== Task requirements ==
From the items below, pick out and copy each line that contains the string "Target".

── Excerpted data ──

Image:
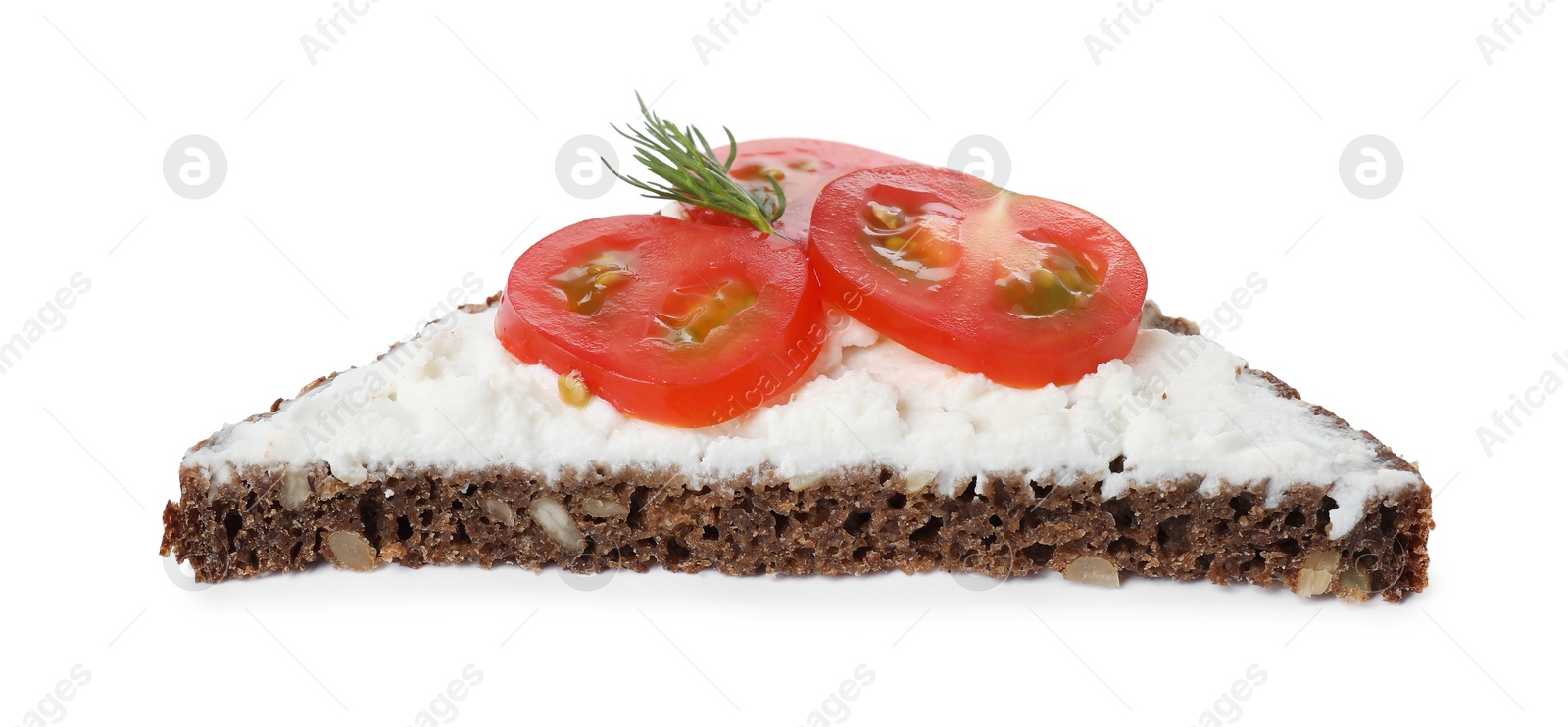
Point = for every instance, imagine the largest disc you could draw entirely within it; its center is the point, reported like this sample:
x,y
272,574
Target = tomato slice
x,y
1024,290
802,167
670,321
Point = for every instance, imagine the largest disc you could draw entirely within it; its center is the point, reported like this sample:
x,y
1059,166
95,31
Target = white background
x,y
422,146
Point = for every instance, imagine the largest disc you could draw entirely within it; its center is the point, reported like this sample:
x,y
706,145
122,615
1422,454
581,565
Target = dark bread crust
x,y
854,522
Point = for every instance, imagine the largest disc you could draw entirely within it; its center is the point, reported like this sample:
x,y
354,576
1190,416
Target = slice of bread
x,y
247,511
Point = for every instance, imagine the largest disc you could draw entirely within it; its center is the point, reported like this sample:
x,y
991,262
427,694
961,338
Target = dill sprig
x,y
694,174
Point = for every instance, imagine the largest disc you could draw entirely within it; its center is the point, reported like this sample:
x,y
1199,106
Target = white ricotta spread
x,y
1175,406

───

== Output ==
Target = tomato slice
Target = white background
Target = dark bread crust
Target = slice of bread
Target = dill sprig
Target = white ricotta spread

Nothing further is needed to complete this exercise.